Data excerpts:
***
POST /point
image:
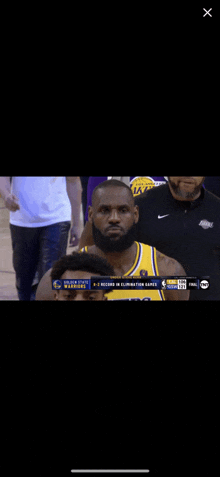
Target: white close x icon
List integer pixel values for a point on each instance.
(207, 12)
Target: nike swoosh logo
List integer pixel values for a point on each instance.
(162, 216)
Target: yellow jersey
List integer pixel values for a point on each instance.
(145, 265)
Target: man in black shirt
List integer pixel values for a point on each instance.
(182, 220)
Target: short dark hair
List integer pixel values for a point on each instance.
(81, 261)
(109, 183)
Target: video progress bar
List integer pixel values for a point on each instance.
(111, 471)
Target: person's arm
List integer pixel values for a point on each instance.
(169, 267)
(74, 191)
(44, 290)
(11, 201)
(86, 237)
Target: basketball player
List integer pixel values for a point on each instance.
(138, 185)
(81, 266)
(113, 216)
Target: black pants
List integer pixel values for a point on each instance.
(36, 249)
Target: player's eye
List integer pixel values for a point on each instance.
(105, 210)
(123, 210)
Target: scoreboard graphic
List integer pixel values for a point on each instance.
(135, 283)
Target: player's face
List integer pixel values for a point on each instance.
(113, 216)
(78, 295)
(186, 187)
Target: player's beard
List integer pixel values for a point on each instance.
(183, 194)
(110, 244)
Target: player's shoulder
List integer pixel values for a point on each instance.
(151, 194)
(168, 266)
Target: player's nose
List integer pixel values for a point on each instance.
(114, 217)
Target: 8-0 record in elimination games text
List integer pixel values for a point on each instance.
(134, 283)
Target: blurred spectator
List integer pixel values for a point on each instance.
(41, 209)
(84, 181)
(138, 184)
(213, 184)
(181, 219)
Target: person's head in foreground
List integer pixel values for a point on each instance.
(80, 266)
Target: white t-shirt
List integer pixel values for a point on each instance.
(43, 201)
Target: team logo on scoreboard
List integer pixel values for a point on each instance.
(205, 224)
(141, 184)
(143, 273)
(57, 285)
(204, 284)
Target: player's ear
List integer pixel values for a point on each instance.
(90, 214)
(136, 214)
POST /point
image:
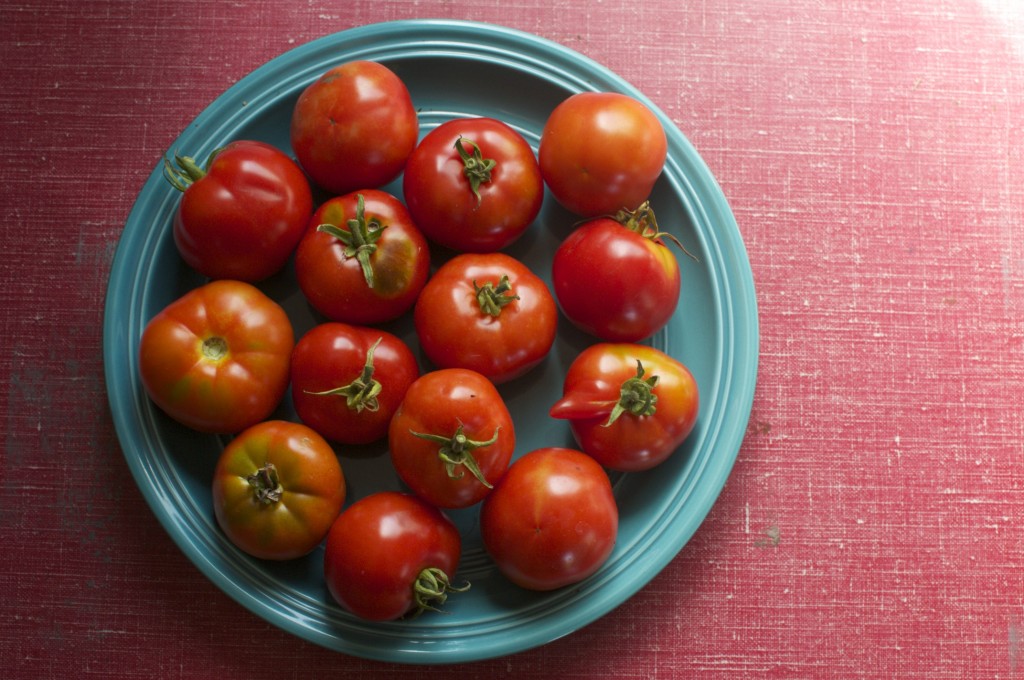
***
Write out all of the data above exactly, without any of its pictures.

POST /point
image:
Target: white close x icon
List integer pixel values for a point on each instance.
(207, 12)
Target: nike swoosh logo
List integer pixel values for a point on each instance.
(162, 216)
Target: yellow jersey
List integer pixel values for a point on each instance.
(145, 265)
Target: man in black shirt
List integer pixel values for a point on each instance.
(182, 220)
Target: short dark hair
List integer pixel values for a point on each instance.
(81, 261)
(109, 183)
Target: video progress bar
List integer pixel values for a point on each instance.
(111, 471)
Target: person's arm
List integer pixel values for a point on each instance.
(169, 267)
(74, 191)
(44, 290)
(11, 201)
(86, 237)
Target: basketball player
List integer pixel values for a point on each instance.
(138, 185)
(81, 266)
(113, 216)
Target: black pants
List integer pixel values for a point on each instance.
(36, 249)
Target: player's eye
List integer pixel values for a point on each instance.
(105, 210)
(123, 210)
Target: scoreboard graphic
List integer pixel values for a point on each instance.
(135, 283)
Target: player's face
List integer pixel values for a point on each instance.
(113, 216)
(78, 295)
(186, 187)
Target: player's beard
List integer pixel values for a point on each instance.
(183, 194)
(110, 244)
Target: player's shoulder
List integer pixel values for a point on each instance.
(151, 194)
(168, 266)
Target: player's nose
List integer pixel values for a point on each instance.
(114, 217)
Target: 8-0 record in elimination games text
List integer pixel values for a point on each instance.
(134, 283)
Target: blurred spectator
List integer pixel values for a point on each instance.
(41, 209)
(84, 181)
(138, 184)
(213, 184)
(181, 219)
Target: person's head in foreground
List integer pixel values for a point on each instance.
(80, 266)
Target: white t-shirt
List integer pixel values for a point on each instance.
(43, 201)
Target: team logo on scoreboard
List integer pixel values for a point on each instance.
(205, 224)
(141, 184)
(143, 273)
(57, 285)
(204, 284)
Target: player's ear
List integer pixel values for a point on each instance.
(90, 214)
(136, 214)
POST /point
image:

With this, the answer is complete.